» **Written task**:
Rewrite every line from the one containing "of the sky?" down to the one containing "0L90 119L90 90L126", both included, with "instance" replaced by "occurrence" and everything else left the same.

» **Records shown**:

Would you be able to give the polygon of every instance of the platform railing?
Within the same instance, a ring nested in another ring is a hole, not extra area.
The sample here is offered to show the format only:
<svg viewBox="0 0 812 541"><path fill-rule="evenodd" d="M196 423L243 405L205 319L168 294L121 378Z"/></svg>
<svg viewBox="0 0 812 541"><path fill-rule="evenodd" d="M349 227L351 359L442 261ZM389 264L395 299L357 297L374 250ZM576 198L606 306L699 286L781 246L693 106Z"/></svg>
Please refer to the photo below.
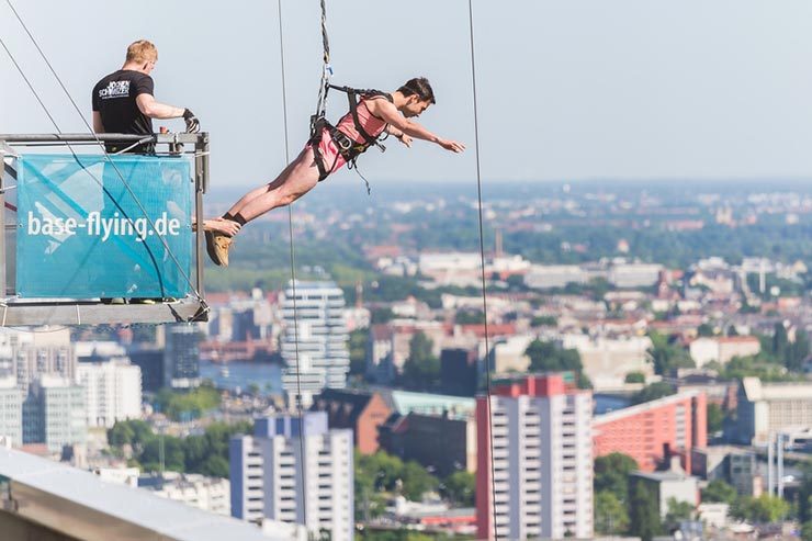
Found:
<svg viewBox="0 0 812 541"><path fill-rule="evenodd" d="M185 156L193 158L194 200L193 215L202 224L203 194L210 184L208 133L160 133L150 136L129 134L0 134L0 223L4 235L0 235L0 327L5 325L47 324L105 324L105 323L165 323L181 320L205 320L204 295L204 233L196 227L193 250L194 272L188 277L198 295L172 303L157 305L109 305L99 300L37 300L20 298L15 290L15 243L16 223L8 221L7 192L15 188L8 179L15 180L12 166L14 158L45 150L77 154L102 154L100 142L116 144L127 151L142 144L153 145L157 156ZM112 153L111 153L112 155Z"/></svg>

* * *

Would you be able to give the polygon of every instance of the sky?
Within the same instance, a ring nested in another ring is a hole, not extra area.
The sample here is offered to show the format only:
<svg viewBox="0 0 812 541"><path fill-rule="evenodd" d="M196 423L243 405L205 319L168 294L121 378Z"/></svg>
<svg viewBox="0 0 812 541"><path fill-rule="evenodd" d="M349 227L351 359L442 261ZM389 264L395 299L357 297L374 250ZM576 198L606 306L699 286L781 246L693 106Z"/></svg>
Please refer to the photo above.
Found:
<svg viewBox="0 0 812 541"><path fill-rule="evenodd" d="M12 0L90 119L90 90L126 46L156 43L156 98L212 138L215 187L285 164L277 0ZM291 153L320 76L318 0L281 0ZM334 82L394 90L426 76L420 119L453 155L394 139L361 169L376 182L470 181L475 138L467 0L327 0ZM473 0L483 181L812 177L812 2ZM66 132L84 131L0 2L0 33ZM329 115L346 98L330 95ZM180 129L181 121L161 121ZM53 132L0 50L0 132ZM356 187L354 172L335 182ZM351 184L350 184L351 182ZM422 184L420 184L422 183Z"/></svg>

» **Task response**:
Would you be able to give the polygon of every occurrence of the sky?
Within the same occurrence, a ring nested in another ring is a hole, not extra area.
The sample here is offered to show the format only:
<svg viewBox="0 0 812 541"><path fill-rule="evenodd" d="M196 423L243 405L205 319L168 294L121 378Z"/></svg>
<svg viewBox="0 0 812 541"><path fill-rule="evenodd" d="M349 227L351 359L442 261ZM389 264L395 299L357 297L374 250ZM576 198L606 306L699 286L781 246L693 106Z"/></svg>
Please refer to the photo above.
Found:
<svg viewBox="0 0 812 541"><path fill-rule="evenodd" d="M12 0L90 119L90 90L126 46L156 43L156 98L212 138L215 187L285 164L277 0ZM291 153L320 76L318 0L281 0ZM334 82L394 90L426 76L420 119L453 155L394 139L361 169L376 182L470 181L475 138L467 0L327 0ZM473 0L483 181L812 177L812 2ZM66 132L84 131L0 2L0 33ZM329 115L346 98L330 95ZM180 129L181 121L161 121ZM53 132L0 50L0 132ZM356 187L354 172L335 182ZM351 184L350 184L351 182ZM422 184L420 184L422 183Z"/></svg>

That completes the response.